▸ Extracted text:
....
And, so, with a video such as Alex Jones’ (one of the first fifty results to the query ‘kekistan’), a good number of related videos are from Jones himself, as well as USSMAGA reports on ‘Trump Supporters vs Clueless “Trendy” Liberals’ and Rapid6’s ‘Ultimate “Proof Liberals Know Nothing About Your Guns”’ (quotation marks included).
Recommendations around Alex Jones’ seed videos
Hovering over the Kekistani region of YouTube
Enclosed kingdoms
Such confined hubs of content related to one uploader are seen in many other regions of our map. Clockwise, Freedom Alternative, Rebel Edge, Duerst the Wuerst, Wild Smile, uzalu, The Thinkery, Very Fake News and Roaming Millennial have very distinct and well-contained regions of videos related mostly to their channel. These peripheral ‘kingdoms’, so to say, have very few outliers within them: most are often nucleuses of videos from the same channel as their seed video. Two of our seeds, for example, were Duerst the Wuerst’s ‘#Kekistan Soldier Vs. #SJW #Seattle #Mayday’ and ‘#MAGA #Trump #Kekistan March in #Boston’.
Those seeds, or ‘capitals’, are connected to a couple of videos from different parts of the map; they link back to similar types of videos, like The Rebel Edge’s ‘Kekistan vs Antifa at Canadian Free rally’, for instance, as well as to videos from smaller channels, located at the centre of the map. But the ‘kingdom’ is well-guarded and contains a clear majority of recommendations from its own region. Other than livestreams, Duerst the Wuerst publishes videos of far-right encounters with Antifa protesters or other far-left actors. The videos usually turn the camera toward encounters where protesters on the left act violently or overtly accusatory. This region also highlights the participation of new conservative actors in protests, such as Gavin McInnes’ Proud Boys group and other famous YouTubers present in this map, like Tim Pool. The same can be said of Roaming Millennial and her video ‘The internet for Dummies | Pepe Kekistan & Normies’: around it is a dense cluster of videos belonging almost solely to his channel.
....
▸ Listed entries:
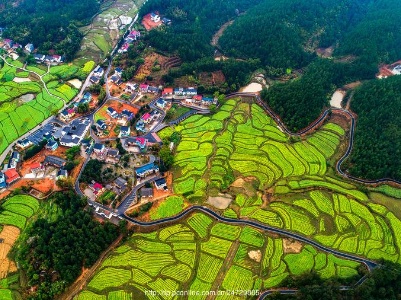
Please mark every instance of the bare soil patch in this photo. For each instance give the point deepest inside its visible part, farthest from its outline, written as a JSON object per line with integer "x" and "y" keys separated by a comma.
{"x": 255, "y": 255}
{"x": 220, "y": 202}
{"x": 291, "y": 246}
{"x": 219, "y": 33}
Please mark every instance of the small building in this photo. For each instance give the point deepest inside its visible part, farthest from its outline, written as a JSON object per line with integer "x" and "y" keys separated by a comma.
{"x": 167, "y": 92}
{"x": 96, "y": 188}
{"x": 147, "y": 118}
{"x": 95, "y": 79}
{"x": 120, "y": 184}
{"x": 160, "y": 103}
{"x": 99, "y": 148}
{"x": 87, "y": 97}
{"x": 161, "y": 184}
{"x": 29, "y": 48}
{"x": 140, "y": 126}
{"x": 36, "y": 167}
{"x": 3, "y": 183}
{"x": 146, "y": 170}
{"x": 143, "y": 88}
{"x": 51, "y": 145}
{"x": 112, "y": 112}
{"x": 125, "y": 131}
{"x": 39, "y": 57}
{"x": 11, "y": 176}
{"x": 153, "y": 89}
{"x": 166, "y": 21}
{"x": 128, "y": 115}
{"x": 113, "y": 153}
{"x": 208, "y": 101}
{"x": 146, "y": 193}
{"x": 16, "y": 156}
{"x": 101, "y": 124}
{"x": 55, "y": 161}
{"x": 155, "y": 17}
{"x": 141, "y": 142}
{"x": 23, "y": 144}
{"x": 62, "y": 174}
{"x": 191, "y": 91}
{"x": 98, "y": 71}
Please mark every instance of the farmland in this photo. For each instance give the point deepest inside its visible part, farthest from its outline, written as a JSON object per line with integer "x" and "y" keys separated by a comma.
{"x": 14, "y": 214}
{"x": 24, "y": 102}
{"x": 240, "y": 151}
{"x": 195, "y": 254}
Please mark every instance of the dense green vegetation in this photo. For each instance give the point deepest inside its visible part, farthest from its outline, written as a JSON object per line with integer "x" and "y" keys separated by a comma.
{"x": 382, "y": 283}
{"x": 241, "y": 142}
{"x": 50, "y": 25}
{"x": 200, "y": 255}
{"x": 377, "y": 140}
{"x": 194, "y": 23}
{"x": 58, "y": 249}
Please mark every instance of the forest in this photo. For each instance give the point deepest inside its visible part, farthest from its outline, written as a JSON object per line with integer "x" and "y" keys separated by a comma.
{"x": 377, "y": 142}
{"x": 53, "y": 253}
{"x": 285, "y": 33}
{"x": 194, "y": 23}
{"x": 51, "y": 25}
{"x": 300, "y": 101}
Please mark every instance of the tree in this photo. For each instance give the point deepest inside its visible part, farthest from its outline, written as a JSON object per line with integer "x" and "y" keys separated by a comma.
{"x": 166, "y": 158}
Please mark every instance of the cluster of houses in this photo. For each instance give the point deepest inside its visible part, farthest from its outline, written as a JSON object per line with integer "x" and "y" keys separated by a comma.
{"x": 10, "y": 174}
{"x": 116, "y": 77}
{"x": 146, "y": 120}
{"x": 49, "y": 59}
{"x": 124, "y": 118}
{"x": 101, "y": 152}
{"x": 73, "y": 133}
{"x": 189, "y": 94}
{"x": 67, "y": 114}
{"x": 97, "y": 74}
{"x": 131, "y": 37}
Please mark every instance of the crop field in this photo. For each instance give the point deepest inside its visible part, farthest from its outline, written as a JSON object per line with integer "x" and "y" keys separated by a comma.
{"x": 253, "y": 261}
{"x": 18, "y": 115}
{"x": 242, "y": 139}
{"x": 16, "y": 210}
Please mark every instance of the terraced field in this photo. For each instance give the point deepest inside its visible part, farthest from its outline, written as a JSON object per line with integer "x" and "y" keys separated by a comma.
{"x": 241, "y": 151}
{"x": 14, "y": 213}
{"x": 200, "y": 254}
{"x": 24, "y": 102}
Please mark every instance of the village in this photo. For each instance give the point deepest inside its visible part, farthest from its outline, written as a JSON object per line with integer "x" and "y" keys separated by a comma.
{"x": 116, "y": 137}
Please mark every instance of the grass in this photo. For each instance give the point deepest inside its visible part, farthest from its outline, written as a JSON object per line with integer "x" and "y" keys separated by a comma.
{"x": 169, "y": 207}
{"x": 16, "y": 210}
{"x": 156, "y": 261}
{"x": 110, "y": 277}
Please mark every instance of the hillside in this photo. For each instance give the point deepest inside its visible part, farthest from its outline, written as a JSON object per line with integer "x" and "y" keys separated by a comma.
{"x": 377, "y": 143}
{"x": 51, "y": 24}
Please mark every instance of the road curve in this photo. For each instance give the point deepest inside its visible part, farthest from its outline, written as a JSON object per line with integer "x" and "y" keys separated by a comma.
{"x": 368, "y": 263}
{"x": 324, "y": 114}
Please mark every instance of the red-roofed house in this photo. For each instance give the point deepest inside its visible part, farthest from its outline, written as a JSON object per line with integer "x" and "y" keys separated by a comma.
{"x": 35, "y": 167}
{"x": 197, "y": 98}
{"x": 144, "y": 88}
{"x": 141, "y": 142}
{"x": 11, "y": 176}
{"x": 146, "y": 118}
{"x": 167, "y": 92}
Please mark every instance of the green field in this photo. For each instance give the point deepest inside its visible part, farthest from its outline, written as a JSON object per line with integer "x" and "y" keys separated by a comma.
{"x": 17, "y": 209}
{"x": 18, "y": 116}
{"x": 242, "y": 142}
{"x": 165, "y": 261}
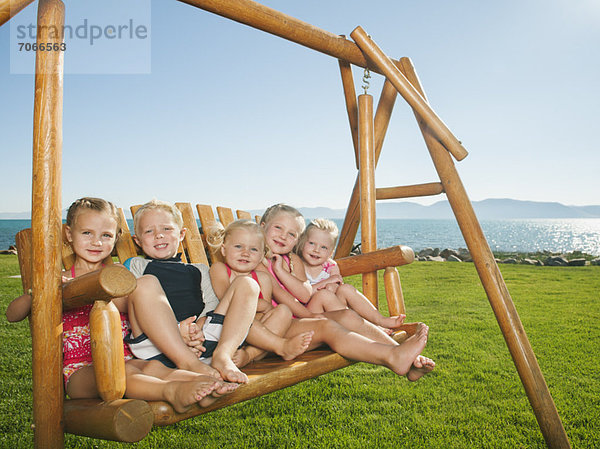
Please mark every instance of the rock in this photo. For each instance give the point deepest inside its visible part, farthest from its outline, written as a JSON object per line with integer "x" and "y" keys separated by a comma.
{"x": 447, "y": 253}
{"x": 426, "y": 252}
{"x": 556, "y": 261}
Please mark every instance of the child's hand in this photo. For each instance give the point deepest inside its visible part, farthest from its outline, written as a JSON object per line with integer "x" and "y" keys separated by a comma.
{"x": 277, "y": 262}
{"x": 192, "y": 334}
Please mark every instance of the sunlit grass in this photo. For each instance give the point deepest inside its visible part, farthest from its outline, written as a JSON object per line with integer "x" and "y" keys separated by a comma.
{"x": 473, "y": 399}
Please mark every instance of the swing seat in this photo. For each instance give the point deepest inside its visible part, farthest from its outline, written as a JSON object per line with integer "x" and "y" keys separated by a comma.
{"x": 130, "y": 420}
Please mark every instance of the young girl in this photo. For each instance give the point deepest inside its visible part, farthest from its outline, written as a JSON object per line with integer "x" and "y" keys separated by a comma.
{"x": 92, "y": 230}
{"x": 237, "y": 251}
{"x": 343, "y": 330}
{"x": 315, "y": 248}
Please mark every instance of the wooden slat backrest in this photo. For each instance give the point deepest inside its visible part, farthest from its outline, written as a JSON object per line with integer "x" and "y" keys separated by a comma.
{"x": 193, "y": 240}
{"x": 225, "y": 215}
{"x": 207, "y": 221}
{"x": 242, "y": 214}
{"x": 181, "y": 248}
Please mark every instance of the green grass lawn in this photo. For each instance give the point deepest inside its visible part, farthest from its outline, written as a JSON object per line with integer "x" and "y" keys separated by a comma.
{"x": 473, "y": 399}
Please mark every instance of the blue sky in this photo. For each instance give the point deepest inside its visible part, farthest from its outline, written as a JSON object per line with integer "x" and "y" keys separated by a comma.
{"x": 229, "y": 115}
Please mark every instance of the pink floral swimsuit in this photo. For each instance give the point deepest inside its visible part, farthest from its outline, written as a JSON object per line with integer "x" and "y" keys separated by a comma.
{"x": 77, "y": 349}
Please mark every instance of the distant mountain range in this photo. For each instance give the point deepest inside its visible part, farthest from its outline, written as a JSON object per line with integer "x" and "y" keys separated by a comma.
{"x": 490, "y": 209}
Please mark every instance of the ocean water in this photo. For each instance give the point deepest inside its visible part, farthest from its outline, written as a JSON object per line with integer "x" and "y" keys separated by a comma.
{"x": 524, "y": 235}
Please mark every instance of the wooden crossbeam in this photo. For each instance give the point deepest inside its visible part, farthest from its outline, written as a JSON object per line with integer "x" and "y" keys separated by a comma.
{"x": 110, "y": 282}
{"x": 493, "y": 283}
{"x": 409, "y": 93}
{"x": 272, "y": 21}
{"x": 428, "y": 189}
....
▸ Directives:
[A] Which eight channels does the passage on YouTube's Kekistan recommendations name, in clockwise order, as having distinct, well-contained regions of videos?
[B] Print the part of the passage on YouTube's Kekistan recommendations between "Recommendations around Alex" and "March in #Boston’.", inclusive.

▸ Solutions in order:
[A] Freedom Alternative, Rebel Edge, Duerst the Wuerst, Wild Smile, uzalu, The Thinkery, Very Fake News, Roaming Millennial

[B]
Recommendations around Alex Jones’ seed videos
Hovering over the Kekistani region of YouTube
Enclosed kingdoms
Such confined hubs of content related to one uploader are seen in many other regions of our map. Clockwise, Freedom Alternative, Rebel Edge, Duerst the Wuerst, Wild Smile, uzalu, The Thinkery, Very Fake News and Roaming Millennial have very distinct and well-contained regions of videos related mostly to their channel. These peripheral ‘kingdoms’, so to say, have very few outliers within them: most are often nucleuses of videos from the same channel as their seed video. Two of our seeds, for example, were Duerst the Wuerst’s ‘#Kekistan Soldier Vs. #SJW #Seattle #Mayday’ and ‘#MAGA #Trump #Kekistan March in #Boston’.